**Named object pointing entries:**
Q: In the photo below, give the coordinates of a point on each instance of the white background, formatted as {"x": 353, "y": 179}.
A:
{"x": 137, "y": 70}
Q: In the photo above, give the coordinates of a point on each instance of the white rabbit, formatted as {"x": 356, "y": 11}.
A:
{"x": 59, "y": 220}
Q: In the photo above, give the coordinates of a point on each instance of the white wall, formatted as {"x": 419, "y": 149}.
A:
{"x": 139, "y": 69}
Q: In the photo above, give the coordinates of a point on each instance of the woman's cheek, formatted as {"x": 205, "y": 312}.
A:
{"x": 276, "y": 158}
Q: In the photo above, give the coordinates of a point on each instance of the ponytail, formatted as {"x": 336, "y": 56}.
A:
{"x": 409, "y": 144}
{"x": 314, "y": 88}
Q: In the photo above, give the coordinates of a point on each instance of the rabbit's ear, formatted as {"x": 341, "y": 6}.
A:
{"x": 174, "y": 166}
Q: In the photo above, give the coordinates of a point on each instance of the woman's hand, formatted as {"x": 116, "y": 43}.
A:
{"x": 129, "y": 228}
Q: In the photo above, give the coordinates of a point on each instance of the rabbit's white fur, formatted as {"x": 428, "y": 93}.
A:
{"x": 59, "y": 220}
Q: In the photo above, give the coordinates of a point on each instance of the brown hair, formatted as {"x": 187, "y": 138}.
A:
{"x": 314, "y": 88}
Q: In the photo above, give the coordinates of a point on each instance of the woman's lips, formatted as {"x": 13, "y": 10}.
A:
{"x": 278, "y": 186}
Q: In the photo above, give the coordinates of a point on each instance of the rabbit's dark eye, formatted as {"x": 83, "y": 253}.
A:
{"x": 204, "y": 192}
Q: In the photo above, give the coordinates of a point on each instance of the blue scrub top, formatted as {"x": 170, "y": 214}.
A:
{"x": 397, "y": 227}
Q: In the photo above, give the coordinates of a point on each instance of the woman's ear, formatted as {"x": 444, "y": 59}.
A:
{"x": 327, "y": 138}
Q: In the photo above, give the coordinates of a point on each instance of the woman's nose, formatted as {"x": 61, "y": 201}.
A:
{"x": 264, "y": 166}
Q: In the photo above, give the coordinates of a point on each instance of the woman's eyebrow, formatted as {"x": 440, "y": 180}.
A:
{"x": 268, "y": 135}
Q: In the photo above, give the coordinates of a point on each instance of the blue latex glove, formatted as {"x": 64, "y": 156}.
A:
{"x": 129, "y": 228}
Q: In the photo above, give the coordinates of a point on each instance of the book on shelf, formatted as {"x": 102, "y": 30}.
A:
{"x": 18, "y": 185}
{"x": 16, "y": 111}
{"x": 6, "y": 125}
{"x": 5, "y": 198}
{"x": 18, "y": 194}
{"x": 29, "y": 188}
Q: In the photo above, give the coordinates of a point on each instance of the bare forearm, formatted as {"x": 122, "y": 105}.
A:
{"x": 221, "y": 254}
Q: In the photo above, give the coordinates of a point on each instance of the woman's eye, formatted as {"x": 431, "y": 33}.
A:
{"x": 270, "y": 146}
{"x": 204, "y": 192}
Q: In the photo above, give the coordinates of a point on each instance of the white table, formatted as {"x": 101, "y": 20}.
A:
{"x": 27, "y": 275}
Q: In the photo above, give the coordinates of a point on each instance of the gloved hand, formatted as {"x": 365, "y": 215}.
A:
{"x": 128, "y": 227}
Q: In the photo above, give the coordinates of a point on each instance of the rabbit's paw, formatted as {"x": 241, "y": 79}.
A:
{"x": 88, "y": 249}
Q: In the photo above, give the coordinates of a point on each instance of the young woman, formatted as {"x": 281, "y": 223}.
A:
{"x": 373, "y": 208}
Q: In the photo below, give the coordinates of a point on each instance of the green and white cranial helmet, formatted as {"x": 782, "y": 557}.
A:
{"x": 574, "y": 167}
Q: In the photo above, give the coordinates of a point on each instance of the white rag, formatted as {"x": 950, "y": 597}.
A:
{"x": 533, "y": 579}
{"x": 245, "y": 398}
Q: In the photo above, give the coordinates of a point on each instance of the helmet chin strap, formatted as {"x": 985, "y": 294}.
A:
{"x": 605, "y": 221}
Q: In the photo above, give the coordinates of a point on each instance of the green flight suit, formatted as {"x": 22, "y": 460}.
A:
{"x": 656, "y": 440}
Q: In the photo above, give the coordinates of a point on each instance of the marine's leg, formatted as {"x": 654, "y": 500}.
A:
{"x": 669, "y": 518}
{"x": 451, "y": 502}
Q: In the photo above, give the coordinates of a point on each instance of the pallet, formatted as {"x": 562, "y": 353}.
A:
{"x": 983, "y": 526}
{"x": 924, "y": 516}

**Task prompt:**
Your task is to repeat each line of the material exactly.

**Full answer:**
Q: In the photo below, give the coordinates of a point on each instance of the white background, formatted as {"x": 353, "y": 179}.
A:
{"x": 137, "y": 70}
Q: In the photo above, give the coordinates of a point on each instance of the white rabbit, formatted as {"x": 356, "y": 11}.
A:
{"x": 59, "y": 220}
Q: In the photo above, give the coordinates of a point on each instance of the white wall, formatted as {"x": 419, "y": 149}.
A:
{"x": 139, "y": 69}
Q: In the photo above, give the coordinates of a point on each instance of the woman's cheek, formatted as {"x": 205, "y": 312}.
A:
{"x": 276, "y": 158}
Q: In the photo above, give the coordinates of a point on each instance of the ponytail, formatted as {"x": 336, "y": 56}.
A:
{"x": 409, "y": 144}
{"x": 314, "y": 88}
Q: In the photo above, give the coordinates of a point on each instance of the rabbit's ear, formatted as {"x": 341, "y": 6}.
A:
{"x": 174, "y": 166}
Q: In the photo above, give the coordinates of a point on each instance of the woman's hand, formatted as {"x": 116, "y": 43}.
A:
{"x": 129, "y": 228}
Q: In the photo above, give the coordinates of a point on each instance of the rabbit's white fur, formatted as {"x": 428, "y": 93}.
A:
{"x": 59, "y": 220}
Q: In the photo above, give the coordinates of a point on each instance of the brown hair, formatted as {"x": 187, "y": 138}.
A:
{"x": 314, "y": 88}
Q: In the photo above, give the coordinates of a point on each instance of the woman's lips, formatted as {"x": 13, "y": 10}.
A:
{"x": 278, "y": 186}
Q: In the photo above, give the coordinates of a point on each instance of the rabbit's dark eye, formatted as {"x": 83, "y": 253}.
A:
{"x": 204, "y": 192}
Q: In the photo above, give the coordinates of a point on each instance of the blue scrub top, formatted as {"x": 170, "y": 214}.
A:
{"x": 397, "y": 227}
Q: In the photo above, give the coordinates of a point on each instance of the woman's ear, formatted as {"x": 444, "y": 59}.
A:
{"x": 327, "y": 138}
Q: In the photo above, give the coordinates of a point on each instance of the woman's nose, formatted as {"x": 61, "y": 201}.
A:
{"x": 264, "y": 166}
Q: In the photo above, give the coordinates of a point on each instance of the woman's eyebrow, formatted as {"x": 440, "y": 180}.
A:
{"x": 268, "y": 135}
Q: In the photo above, give the coordinates of a point on each instance of the blue latex glove, formatted as {"x": 64, "y": 156}.
A:
{"x": 129, "y": 228}
Q: In the photo above, give the coordinates of a point on each instance of the book on shelf, formatted as {"x": 102, "y": 30}.
A:
{"x": 18, "y": 185}
{"x": 16, "y": 111}
{"x": 6, "y": 125}
{"x": 5, "y": 198}
{"x": 18, "y": 194}
{"x": 29, "y": 188}
Q: In the photo above, give the coordinates of a point on each instance of the bare forearm, formatted as {"x": 122, "y": 105}.
A:
{"x": 221, "y": 254}
Q: In the photo above, give the coordinates of a point on each instance of the woman's eye, formatted as {"x": 431, "y": 33}.
A:
{"x": 270, "y": 146}
{"x": 204, "y": 192}
Q: In the photo above, give the coordinates of a point on each instance of the white table, formatted as {"x": 101, "y": 20}.
A:
{"x": 27, "y": 275}
Q: In the photo above, give the coordinates of a point on each instance of the gloved hand, formatted as {"x": 365, "y": 215}.
A:
{"x": 128, "y": 227}
Q: In the photo above, give the coordinates of a point on each instance of the rabbit's paw, formatted as {"x": 241, "y": 79}.
A:
{"x": 88, "y": 249}
Q: In the photo above, give the coordinates of a point on each instance of the young woman, formatted as {"x": 281, "y": 223}.
A:
{"x": 373, "y": 208}
Q: In the photo below, give the coordinates of a point on each instance of the green and white cranial helmet, formatted as {"x": 782, "y": 557}.
A:
{"x": 574, "y": 167}
Q: In the photo above, give the coordinates of a point on each instance of the white rag, formatted as {"x": 950, "y": 597}.
A:
{"x": 533, "y": 579}
{"x": 245, "y": 398}
Q: In the photo above, give the coordinates of a point on each instance of the helmet chin strap, formatted as {"x": 985, "y": 294}.
A:
{"x": 605, "y": 221}
Q: In the photo above, give the coordinates of a point on each instance of the green flight suit, formatted as {"x": 22, "y": 460}.
A:
{"x": 656, "y": 440}
Q: In the photo above, give the coordinates of a point on each instance of the marine's leg, formatted as {"x": 654, "y": 500}.
A:
{"x": 669, "y": 518}
{"x": 451, "y": 502}
Q: In the photo above, give the coordinates of a point on each instance of the pallet, formatted as {"x": 562, "y": 353}.
A:
{"x": 983, "y": 526}
{"x": 924, "y": 516}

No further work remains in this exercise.